(Coordinate annotation records)

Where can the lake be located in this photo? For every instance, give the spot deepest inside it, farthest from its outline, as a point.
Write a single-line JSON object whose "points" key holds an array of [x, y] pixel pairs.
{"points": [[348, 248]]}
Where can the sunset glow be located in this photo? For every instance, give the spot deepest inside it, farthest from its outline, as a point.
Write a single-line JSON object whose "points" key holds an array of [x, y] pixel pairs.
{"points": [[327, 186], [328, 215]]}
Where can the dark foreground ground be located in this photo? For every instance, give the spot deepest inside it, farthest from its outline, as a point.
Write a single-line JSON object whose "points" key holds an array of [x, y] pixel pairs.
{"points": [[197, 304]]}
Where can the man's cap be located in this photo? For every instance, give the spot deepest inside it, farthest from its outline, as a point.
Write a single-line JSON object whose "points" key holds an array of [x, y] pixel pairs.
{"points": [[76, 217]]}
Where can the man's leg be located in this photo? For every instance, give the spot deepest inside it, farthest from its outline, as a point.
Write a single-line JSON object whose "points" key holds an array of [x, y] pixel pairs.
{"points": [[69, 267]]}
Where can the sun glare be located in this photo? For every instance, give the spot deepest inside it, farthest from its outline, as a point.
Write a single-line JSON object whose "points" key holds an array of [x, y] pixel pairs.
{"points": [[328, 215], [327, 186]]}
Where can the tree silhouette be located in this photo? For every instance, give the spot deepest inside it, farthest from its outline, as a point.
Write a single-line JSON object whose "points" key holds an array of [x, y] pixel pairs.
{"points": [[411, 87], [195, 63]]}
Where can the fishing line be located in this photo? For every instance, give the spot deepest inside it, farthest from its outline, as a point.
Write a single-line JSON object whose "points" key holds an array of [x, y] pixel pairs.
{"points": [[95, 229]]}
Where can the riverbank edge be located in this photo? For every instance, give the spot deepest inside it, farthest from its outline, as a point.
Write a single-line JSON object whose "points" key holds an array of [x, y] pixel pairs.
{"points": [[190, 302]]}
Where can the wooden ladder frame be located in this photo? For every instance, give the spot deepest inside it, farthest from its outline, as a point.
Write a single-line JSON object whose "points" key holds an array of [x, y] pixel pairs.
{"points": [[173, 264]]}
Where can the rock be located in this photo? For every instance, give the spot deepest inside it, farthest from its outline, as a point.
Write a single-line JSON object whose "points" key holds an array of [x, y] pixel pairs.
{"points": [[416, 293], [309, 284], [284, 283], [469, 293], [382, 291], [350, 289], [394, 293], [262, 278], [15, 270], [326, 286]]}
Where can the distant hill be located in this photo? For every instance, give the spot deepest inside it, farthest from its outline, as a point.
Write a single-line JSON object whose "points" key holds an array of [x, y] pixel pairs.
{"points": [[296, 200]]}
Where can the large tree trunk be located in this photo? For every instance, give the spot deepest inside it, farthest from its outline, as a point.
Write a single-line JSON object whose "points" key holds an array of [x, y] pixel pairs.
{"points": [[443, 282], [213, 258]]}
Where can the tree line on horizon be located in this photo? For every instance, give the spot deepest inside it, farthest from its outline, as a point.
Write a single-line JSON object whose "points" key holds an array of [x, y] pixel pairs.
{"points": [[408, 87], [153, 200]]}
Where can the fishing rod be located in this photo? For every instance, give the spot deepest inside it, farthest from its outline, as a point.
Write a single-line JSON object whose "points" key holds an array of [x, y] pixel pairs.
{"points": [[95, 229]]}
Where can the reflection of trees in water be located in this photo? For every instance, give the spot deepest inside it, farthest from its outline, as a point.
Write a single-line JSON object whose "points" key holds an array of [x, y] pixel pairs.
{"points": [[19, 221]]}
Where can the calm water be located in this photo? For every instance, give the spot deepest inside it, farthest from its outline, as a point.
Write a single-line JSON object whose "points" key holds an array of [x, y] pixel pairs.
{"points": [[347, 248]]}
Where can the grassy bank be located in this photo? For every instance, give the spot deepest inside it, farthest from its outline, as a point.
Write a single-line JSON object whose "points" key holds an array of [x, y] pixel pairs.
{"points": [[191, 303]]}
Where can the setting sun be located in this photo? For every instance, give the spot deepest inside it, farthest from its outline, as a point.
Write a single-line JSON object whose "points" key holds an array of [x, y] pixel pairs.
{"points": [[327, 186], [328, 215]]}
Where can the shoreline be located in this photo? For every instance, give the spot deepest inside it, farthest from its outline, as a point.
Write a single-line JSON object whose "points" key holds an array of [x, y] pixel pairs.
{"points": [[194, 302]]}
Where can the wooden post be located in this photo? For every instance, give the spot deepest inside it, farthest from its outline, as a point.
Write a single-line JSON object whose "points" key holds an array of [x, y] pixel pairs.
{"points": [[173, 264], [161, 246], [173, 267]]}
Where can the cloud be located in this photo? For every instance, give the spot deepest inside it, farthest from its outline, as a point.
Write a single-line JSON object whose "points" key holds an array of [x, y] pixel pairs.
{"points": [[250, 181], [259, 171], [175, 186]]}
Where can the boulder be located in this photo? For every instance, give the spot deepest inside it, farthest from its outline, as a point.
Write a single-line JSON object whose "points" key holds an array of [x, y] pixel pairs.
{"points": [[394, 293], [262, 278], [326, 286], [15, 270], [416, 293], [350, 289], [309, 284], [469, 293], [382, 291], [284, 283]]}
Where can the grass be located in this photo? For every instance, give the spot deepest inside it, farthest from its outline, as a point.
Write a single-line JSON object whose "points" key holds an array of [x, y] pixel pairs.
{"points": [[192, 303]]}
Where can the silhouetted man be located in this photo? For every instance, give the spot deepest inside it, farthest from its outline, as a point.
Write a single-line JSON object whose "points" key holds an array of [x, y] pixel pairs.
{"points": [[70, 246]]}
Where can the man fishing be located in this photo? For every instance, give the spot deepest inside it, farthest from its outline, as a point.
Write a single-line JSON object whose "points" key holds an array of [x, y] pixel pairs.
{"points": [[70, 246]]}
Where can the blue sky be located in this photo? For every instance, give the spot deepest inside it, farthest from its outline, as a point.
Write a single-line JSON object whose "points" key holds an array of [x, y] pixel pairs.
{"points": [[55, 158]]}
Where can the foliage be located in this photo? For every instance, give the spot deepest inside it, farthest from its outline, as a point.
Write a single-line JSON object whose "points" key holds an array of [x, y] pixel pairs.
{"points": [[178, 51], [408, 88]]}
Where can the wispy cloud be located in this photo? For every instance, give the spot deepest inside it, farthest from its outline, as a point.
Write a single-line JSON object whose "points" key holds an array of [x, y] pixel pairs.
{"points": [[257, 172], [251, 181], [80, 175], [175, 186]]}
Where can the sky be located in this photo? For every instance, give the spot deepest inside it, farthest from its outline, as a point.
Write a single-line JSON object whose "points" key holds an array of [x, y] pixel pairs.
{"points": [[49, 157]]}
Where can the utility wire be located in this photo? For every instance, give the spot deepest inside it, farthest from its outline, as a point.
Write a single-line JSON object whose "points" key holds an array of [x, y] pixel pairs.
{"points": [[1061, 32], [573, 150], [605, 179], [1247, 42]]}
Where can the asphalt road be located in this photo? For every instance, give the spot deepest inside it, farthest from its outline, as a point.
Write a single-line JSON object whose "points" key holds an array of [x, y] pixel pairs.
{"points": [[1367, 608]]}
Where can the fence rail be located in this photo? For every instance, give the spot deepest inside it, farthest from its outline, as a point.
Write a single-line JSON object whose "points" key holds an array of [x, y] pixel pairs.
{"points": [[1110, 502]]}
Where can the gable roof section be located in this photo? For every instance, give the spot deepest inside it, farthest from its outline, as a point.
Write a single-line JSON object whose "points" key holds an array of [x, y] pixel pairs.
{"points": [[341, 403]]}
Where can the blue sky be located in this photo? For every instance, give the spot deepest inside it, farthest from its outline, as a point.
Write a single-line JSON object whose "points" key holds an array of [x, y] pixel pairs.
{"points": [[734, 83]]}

## SET EXERCISE
Each entry above is to be printed again exactly.

## EXERCISE OUTPUT
Where can the lake be located in this photo? For every instance, give the spot deepest inside it, farthest from its outline, as a point.
Write a single-line JSON object whose "points" key holds an array of [x, y] pixel pairs.
{"points": [[348, 248]]}
Where can the sunset glow be located in this photo? For every instance, give the spot deepest inside it, farthest from its outline, as a point.
Write a single-line JSON object whose "points" key holds an array of [x, y] pixel pairs.
{"points": [[327, 186], [328, 215]]}
Where can the dark foreground ground be located in this photo? For every instance, give the spot deepest inside it, farthest from its outline, as a point.
Write a single-line JSON object whose "points" key holds an array of [x, y] pixel pairs.
{"points": [[197, 304]]}
Where can the man's cap be located in this photo? For every instance, give the spot deepest inside it, farthest from its outline, as a point.
Write a single-line JSON object whose "points" key holds an array of [x, y] pixel pairs.
{"points": [[76, 217]]}
Where can the man's leg be located in this photo? For every instance, give the spot deepest inside it, farthest from its outline, as a point.
Write a single-line JSON object whose "points" key holds an array of [x, y] pixel pairs.
{"points": [[69, 267]]}
Where can the sun glare be located in this photo? For every instance, give the spot deepest inside it, farthest from its outline, as a point.
Write a single-line JSON object whose "points" key holds an array of [x, y] pixel pairs.
{"points": [[328, 215], [327, 186]]}
Where can the tree silhouette be located in this photo? For every instance, give the spot deepest inside it, farthest from its outline, as a point.
Write a single-line JSON object whose "points" key holds an array of [x, y] pixel pairs.
{"points": [[411, 87], [195, 63]]}
Where can the fishing line be located in this photo? For every instance, give the spot deepest inside it, farthest from its outline, as a point.
Write a single-line JSON object whose "points" key holds an array of [x, y] pixel pairs.
{"points": [[95, 229]]}
Where can the riverbank edge be located in this photo? For every instance, give the spot deepest inside it, farthest from its outline, as a point.
Write a single-line JSON object whose "points" key holds an array of [x, y] pixel pairs.
{"points": [[190, 302]]}
Where can the wooden ladder frame be located in this photo? For every instance, give the spot deepest inside it, farthest from its outline, as a point.
Write a single-line JSON object whose "points" key holds an array of [x, y] pixel pairs.
{"points": [[173, 264]]}
Where can the rock be located in this photo? For every instance, give the spot deepest inside it, farthest from its outline, as a point.
Write a single-line JSON object whose "points" key holds an array of [x, y] pixel pairs.
{"points": [[416, 293], [309, 284], [284, 283], [469, 293], [382, 291], [350, 289], [394, 293], [262, 278], [15, 270], [326, 286]]}
Where can the distant hill be located in this photo? For every instance, give the spot deepest inside it, farthest from its outline, as a point.
Write a single-line JSON object whose "points" key holds an array of [x, y] pixel pairs.
{"points": [[296, 200]]}
Where can the large tree trunk be located in this photo? For every instance, give the spot deepest inside it, farthest from its outline, as a point.
Write a single-line JSON object whose "points" key holds an array of [x, y] pixel pairs.
{"points": [[443, 282], [213, 258]]}
Where can the tree line on horizon be located in this photo? For every instance, give the spot deepest inside it, farthest from its outline, as a point.
Write a single-line JSON object whose "points" key holds an array of [x, y] pixel pairs.
{"points": [[408, 87], [153, 200]]}
Where can the fishing rod be located in this photo? For every instance, give the spot deepest inside it, farthest from its outline, as a point.
Write a single-line JSON object whose "points" key holds an array of [x, y] pixel pairs.
{"points": [[95, 229]]}
Where can the reflection of trees in water be located in this photo? For every instance, give the spot deepest inside it, farthest from its outline, as a point.
Write a single-line JSON object whose "points" key holds an array of [x, y] pixel pairs.
{"points": [[19, 221]]}
Where can the calm water be located in this photo? For every instance, give the spot deepest inside it, farthest from its outline, as a point.
Write a single-line JSON object whose "points" key holds an array of [x, y] pixel pairs.
{"points": [[347, 248]]}
Where can the grassy bank be located in this photo? For every instance, give the spot deepest inside it, farthest from its outline, as a point.
Write a single-line JSON object whose "points" key holds an array of [x, y] pixel pairs.
{"points": [[191, 303]]}
Where can the setting sun be located in this photo? For every instance, give the spot deepest inside it, farthest from its outline, as a point.
Write a single-line JSON object whose "points" key holds an array of [x, y] pixel pairs.
{"points": [[327, 186], [328, 215]]}
Where can the shoreline be located in this photo? For every instance, give the spot deepest inside it, farthest from its outline, as a point.
Write a single-line JSON object whose "points" key holds an array of [x, y] pixel pairs.
{"points": [[194, 302]]}
Where can the wooden post be located in this photo? For every instance, give the spot deepest inside it, farthest from its outline, as a point.
Write a single-line JSON object whose "points" key holds an array of [x, y] pixel pairs.
{"points": [[173, 264], [161, 246], [173, 267]]}
Where can the cloud be located in this photo? For every instance, give the spot deepest inside it, farthest from its outline, as a point.
Write a single-line JSON object whose "points" key holds an array of [x, y] pixel pairs.
{"points": [[250, 181], [259, 171], [175, 186]]}
Where can the boulder be located in this photo? For every instance, give the spot deepest inside it, farthest from its outline, as a point.
Write a single-line JSON object whose "points" key holds an array of [x, y] pixel pairs.
{"points": [[394, 293], [262, 278], [326, 286], [15, 270], [416, 293], [350, 289], [309, 284], [469, 293], [382, 291], [284, 283]]}
Where can the grass be located in this photo? For every instance, give the spot deepest inside it, farthest from its outline, as a point.
Write a single-line JSON object whose "points" key holds an array of [x, y] pixel pairs.
{"points": [[192, 303]]}
Where can the silhouetted man be located in this photo? For every instance, give the spot deepest inside it, farthest from its outline, as a point.
Write a single-line JSON object whose "points" key holds an array of [x, y] pixel pairs.
{"points": [[70, 246]]}
Where can the man fishing be located in this photo? For every instance, give the spot deepest inside it, farthest from its outline, as a point.
Write a single-line JSON object whose "points" key holds an array of [x, y] pixel pairs.
{"points": [[70, 246]]}
Where can the blue sky be located in this photo? For every instance, give the spot deepest inside it, farthest from its outline, as a point.
Write a single-line JSON object whose "points" key holds an array of [x, y] pixel pairs.
{"points": [[55, 158]]}
Where can the foliage be located in this photo? For every instance, give the spot deepest inside it, farthest from its outline, as a point.
Write a single-line JSON object whose "points" key holds an array of [x, y] pixel pairs.
{"points": [[178, 51], [408, 88]]}
Where can the wispy cloud be located in this photo? For every instance, give the spot deepest inside it, farthest from its outline, as a point.
Write a single-line JSON object whose "points" key holds an array of [x, y] pixel pairs.
{"points": [[257, 172], [251, 181], [80, 175], [175, 186]]}
Where can the sky be located in this photo? For every instance, give the spot deepest inside it, farthest from its outline, as a point.
Write a single-line JSON object whose "points" key holds an array of [x, y] pixel pairs.
{"points": [[49, 157]]}
Where can the utility wire be located in this photo? For every instance, give the spot deepest inside it, farthest from its outline, as a point.
Write a single-line JSON object whose "points" key holds an array of [x, y] pixel pairs.
{"points": [[1061, 32], [573, 150], [605, 179], [1247, 42]]}
Where can the asphalt road be located in this photo? For every instance, give the spot deepest inside it, farthest from its outline, as a point.
Write a single-line JSON object whose "points" key holds an array of [x, y] pixel pairs.
{"points": [[1367, 608]]}
Where can the fence rail be located in this photo? For every instance, give the spot deepest inside it, farthest from its outline, as a point.
Write a single-line JSON object whose "points" key holds an array of [x, y] pixel pairs.
{"points": [[1110, 502]]}
Where can the gable roof section be located in this photo? For every instance, give the spot deepest inside it, farthest from its outline, as a point.
Write a single-line JSON object whose "points" key holds an array of [x, y] pixel pairs.
{"points": [[341, 403]]}
Where can the blue sky be located in this photo? For every instance, give the spot deepest inside it, farthest from its outline, as a point.
Write a single-line JSON object whose "points" key holds an array of [x, y] pixel pairs.
{"points": [[734, 83]]}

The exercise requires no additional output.